> _DIRECTIVE_
All of the data below must be repeated exactly.

Coordinate annotation records
>>
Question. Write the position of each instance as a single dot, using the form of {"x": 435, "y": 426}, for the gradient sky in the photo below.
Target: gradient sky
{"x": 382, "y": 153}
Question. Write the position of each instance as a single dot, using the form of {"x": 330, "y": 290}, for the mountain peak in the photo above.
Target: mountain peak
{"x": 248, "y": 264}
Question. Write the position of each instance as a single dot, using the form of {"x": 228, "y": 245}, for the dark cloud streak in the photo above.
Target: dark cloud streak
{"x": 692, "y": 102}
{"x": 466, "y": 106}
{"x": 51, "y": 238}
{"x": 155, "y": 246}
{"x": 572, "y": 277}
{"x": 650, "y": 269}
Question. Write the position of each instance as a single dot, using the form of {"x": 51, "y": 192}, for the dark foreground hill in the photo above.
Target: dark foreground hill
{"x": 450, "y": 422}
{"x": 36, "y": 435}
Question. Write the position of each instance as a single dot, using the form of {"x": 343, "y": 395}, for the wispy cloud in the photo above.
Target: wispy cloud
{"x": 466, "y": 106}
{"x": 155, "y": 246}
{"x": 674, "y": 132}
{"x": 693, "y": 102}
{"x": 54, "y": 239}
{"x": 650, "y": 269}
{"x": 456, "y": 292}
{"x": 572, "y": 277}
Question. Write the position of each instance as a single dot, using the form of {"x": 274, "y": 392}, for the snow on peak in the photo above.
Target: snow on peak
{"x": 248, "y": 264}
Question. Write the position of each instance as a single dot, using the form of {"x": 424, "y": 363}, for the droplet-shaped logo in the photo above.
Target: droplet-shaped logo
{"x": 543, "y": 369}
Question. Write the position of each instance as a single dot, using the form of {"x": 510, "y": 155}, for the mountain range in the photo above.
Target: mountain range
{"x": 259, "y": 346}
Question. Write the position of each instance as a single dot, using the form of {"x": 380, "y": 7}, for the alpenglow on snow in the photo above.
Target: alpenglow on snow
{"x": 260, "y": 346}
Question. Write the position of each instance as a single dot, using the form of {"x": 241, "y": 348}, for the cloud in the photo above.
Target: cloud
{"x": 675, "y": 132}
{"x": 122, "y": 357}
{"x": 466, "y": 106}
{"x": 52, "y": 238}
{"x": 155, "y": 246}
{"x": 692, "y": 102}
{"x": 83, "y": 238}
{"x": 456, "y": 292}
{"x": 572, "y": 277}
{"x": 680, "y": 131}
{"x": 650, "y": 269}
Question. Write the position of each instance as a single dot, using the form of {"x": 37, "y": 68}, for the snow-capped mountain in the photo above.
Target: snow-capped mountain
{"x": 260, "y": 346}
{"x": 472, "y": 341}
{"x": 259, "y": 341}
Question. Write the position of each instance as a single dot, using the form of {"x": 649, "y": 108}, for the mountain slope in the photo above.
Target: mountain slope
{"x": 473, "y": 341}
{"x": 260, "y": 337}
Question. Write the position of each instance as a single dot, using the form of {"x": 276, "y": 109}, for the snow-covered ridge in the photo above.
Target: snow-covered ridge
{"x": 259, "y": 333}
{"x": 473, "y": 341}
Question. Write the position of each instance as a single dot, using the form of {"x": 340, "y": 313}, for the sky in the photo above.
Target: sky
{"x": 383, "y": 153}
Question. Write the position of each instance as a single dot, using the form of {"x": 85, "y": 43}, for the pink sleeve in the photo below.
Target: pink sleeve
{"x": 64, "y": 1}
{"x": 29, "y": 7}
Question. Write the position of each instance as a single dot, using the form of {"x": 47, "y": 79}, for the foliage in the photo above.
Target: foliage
<<
> _PROBLEM SOLUTION_
Question. Write the position of each instance as a single dot, using the form of {"x": 435, "y": 426}, for the gradient sky in the photo below.
Target: gradient sky
{"x": 382, "y": 153}
Question. Write the position of each instance as a single dot, using the form of {"x": 330, "y": 290}, for the mountain peak in the photo above.
Target: mountain peak
{"x": 248, "y": 264}
Question. Write the position of each instance as a single dot, using the form of {"x": 228, "y": 245}, for the dark cloud streak in the photo above.
Target: dark cloud streak
{"x": 692, "y": 102}
{"x": 466, "y": 106}
{"x": 51, "y": 238}
{"x": 155, "y": 246}
{"x": 572, "y": 277}
{"x": 650, "y": 269}
Question. Write the position of each instance as a single dot, using the form of {"x": 51, "y": 192}, for the dark foreground hill in the photo above.
Target: dark foreground hill
{"x": 450, "y": 422}
{"x": 36, "y": 435}
Question. Write the position of each instance as a single dot, using the form of {"x": 343, "y": 395}, for the wispy cloud in the photo above.
Target: wispy cloud
{"x": 466, "y": 106}
{"x": 155, "y": 246}
{"x": 674, "y": 132}
{"x": 693, "y": 102}
{"x": 54, "y": 239}
{"x": 650, "y": 269}
{"x": 456, "y": 292}
{"x": 572, "y": 277}
Question. Write the position of each instance as a single dot, using the form of {"x": 274, "y": 392}, for the snow on peak in the photo above.
Target: snow on peak
{"x": 248, "y": 264}
Question. Write the position of each instance as a single dot, using the form of {"x": 424, "y": 363}, for the droplet-shaped logo in the photo above.
Target: droplet-shaped logo
{"x": 543, "y": 369}
Question. Write the position of each instance as a single dot, using the form of {"x": 510, "y": 155}, for the mountain range in the photo above.
Target: mountain range
{"x": 259, "y": 346}
Question. Write the position of each instance as a single dot, using the form of {"x": 380, "y": 7}, for the alpenglow on snow in the photo above.
Target: alpenglow on snow
{"x": 260, "y": 346}
Question. Write the position of each instance as a single dot, using the form of {"x": 241, "y": 348}, for the cloud in the photo above.
Target: cloud
{"x": 675, "y": 132}
{"x": 122, "y": 357}
{"x": 466, "y": 106}
{"x": 52, "y": 238}
{"x": 155, "y": 246}
{"x": 692, "y": 102}
{"x": 83, "y": 238}
{"x": 456, "y": 292}
{"x": 572, "y": 277}
{"x": 680, "y": 131}
{"x": 650, "y": 269}
Question. Write the position of each instance as a single dot, using the form of {"x": 37, "y": 68}, for the snow-capped mountain in the photo above.
Target: snow-capped mountain
{"x": 260, "y": 346}
{"x": 472, "y": 341}
{"x": 259, "y": 341}
Question. Write the position of each instance as a single dot, using the form of {"x": 649, "y": 108}, for the mountain slope in the photo above.
Target: mountain slope
{"x": 473, "y": 341}
{"x": 260, "y": 337}
Question. Write the position of each instance as a single dot, using the form of {"x": 276, "y": 109}, for the snow-covered ridge in the photo above.
Target: snow-covered ridge
{"x": 259, "y": 333}
{"x": 473, "y": 341}
Question. Write the position of each instance as a single dot, using the form of {"x": 340, "y": 313}, for the sky in the photo above.
Target: sky
{"x": 383, "y": 153}
Question. Write the position of each instance as a single dot, using the form of {"x": 85, "y": 43}, for the pink sleeve in the photo below.
Target: pink sleeve
{"x": 64, "y": 1}
{"x": 29, "y": 7}
Question. Write the position of each instance as a single dot, using the form of {"x": 47, "y": 79}, for the foliage in the photo above.
Target: foliage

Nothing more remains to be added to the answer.